→ **ЗАДАНИЕ**
Продолжите текст о книгах и интернет-изданиях, начиная сразу после его последнего предложения.

→ **ТЕКСТ**
---

Театр Марии О.

или Третий плач защемленной консоли

«Я начал задаваться вопросом: способна ли одна форма искусства
изобразить другую, может ли визуальное удержать семантическое?»
«То, что взирало на меня со страницы, было лицевым эквивалентом
рифмованного двустишия, истины, которая лучше познается сердцем».
Иосиф Бродский «Поклониться тени»

Бродский когда-то сказал, что книги, даже худшие из них, переживают своих авторов — главным образом, потому, что они занимают меньшее физическое пространство, чем те, кто их написал. Если этот критерий справедлив, то интернет-издания должны переживать книжные, поскольку они вообще не занимают никакого места за пределами компьютера, влипшего в мировую паутину. Например, библиотека Мошкова содержит более 40 тысяч книг. Попробуйте представить такую библиотеку в форме книг, стоящих на полках в вашей квартире. Глобализация повлекла за собой переход от оседлости, как доминантной формы бытия, к миграционной форме («Нынче здесь, завтра там!»). Кочевнику не с руки таскать за собой большую библиотеку.

---

→ **ЗАПИСИ НАБОРА ДАННЫХ**

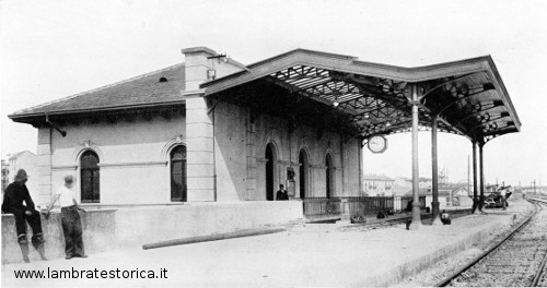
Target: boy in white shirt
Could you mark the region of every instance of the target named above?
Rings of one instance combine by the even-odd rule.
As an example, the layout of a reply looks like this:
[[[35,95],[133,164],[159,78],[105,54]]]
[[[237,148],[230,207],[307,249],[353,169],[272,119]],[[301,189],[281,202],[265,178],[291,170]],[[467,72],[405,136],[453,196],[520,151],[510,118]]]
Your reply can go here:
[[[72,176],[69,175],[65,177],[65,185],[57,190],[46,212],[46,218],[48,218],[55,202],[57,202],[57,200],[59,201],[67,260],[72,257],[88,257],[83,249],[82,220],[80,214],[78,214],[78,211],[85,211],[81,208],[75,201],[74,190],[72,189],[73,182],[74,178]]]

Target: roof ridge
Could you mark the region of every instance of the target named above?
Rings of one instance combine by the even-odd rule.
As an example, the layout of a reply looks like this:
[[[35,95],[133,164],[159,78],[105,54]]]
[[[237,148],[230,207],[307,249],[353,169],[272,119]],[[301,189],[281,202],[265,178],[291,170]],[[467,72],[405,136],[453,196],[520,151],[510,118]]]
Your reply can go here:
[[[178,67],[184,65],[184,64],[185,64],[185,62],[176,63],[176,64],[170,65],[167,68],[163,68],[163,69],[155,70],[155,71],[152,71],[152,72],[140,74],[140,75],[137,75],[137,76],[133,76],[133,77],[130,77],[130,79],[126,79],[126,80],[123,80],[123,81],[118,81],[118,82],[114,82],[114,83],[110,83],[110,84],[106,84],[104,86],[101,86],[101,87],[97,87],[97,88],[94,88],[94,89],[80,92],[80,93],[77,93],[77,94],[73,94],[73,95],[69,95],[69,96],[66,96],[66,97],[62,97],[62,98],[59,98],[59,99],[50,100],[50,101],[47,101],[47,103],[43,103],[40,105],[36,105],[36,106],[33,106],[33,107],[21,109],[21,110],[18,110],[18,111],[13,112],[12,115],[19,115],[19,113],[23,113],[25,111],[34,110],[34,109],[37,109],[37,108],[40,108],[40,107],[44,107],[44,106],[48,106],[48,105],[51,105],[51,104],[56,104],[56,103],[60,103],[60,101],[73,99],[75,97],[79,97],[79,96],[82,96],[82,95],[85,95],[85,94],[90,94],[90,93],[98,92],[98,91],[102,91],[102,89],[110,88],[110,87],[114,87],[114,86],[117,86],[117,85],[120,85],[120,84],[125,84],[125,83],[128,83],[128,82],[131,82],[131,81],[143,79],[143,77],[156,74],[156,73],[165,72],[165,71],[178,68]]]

---

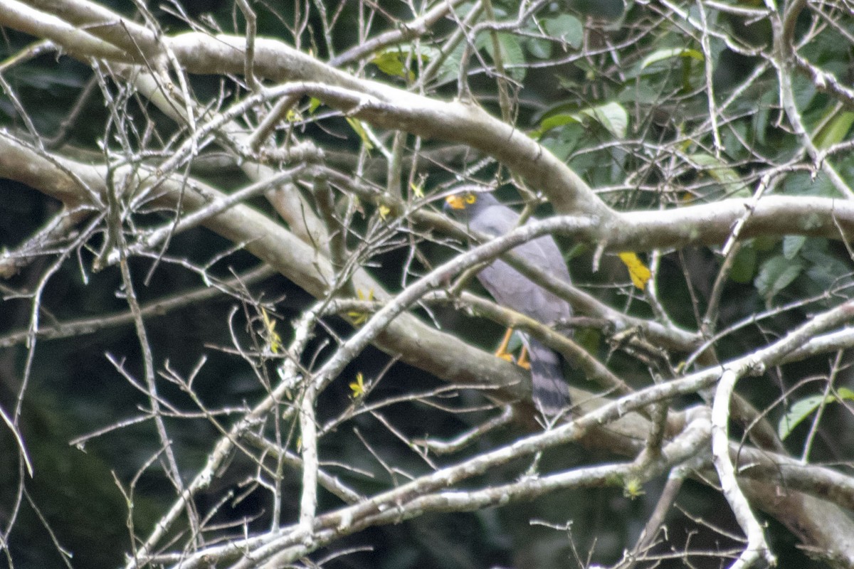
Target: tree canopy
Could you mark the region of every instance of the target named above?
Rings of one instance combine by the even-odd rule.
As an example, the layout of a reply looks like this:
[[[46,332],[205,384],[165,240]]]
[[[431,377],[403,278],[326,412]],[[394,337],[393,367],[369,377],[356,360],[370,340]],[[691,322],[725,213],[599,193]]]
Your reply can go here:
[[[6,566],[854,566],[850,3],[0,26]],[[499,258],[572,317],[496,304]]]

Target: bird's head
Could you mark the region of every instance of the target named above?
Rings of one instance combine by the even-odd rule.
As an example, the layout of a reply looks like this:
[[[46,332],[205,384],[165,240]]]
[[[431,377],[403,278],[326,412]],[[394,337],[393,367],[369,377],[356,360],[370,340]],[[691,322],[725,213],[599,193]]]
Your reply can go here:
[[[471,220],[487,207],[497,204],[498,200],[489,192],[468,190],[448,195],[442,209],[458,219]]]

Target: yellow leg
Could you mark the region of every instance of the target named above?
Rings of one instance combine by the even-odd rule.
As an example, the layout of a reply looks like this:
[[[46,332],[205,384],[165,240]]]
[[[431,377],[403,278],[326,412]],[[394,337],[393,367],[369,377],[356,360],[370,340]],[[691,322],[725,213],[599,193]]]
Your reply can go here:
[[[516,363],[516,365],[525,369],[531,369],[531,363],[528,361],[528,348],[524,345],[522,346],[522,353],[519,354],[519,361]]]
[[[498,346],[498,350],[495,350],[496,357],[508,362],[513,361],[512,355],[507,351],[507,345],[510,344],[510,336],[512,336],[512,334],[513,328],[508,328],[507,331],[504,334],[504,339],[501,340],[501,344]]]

---

→ **ОТВЕТ**
Рынок переполнен производителями. Производительность труда растет, товаров производится больше, их нужно стремительно продавать. Реклама делается более изощренной, вкрадчивой, более лицемерной, а, порой, и более агрессивной. Глобализация и стандартизация влекут за собой доминирование массовой поп-культуры и подавление свободного творчества. Защитная реакция человека заставляет его воспринимать обращенную к нему прямую речь с недоверием. Это касается и искусства. Уистан Оден говорил Бродскому: «И.–С. Баху ужасно повезло. Когда он хотел славить Господа, он писал хорал или кантату, обращаясь непосредственно к Всемогущему. Сегодня, если поэт хочет сделать то же самое, он вынужден прибегать к косвенной речи».

Николай Николаевич Евреинов, выдающийся режиссер и драматург, придумал «Театр для себя». Сценка из этого театра изображена в романе Валентина Катаева «Трава забвения»:

«Заявляется как то на дачу в Куоккале к Евреинову молодой и нахальный гений.

— А Маяковский! Рад вас видеть. Гении всегда голодают. Фазанов любите?
— Фазанов? Обожаю!
Евреинов нажимает кнопку электрического звонка. Появляется горничная в кружевной наколке.
— Поля, — говорит Евреинов, запахиваясь в шелковый халат, — молодой гениальный поэт проголодался. Пойдите на кухню, там фазаны остались от обеда. Велите подать молодому человеку.
— Слушаюсь.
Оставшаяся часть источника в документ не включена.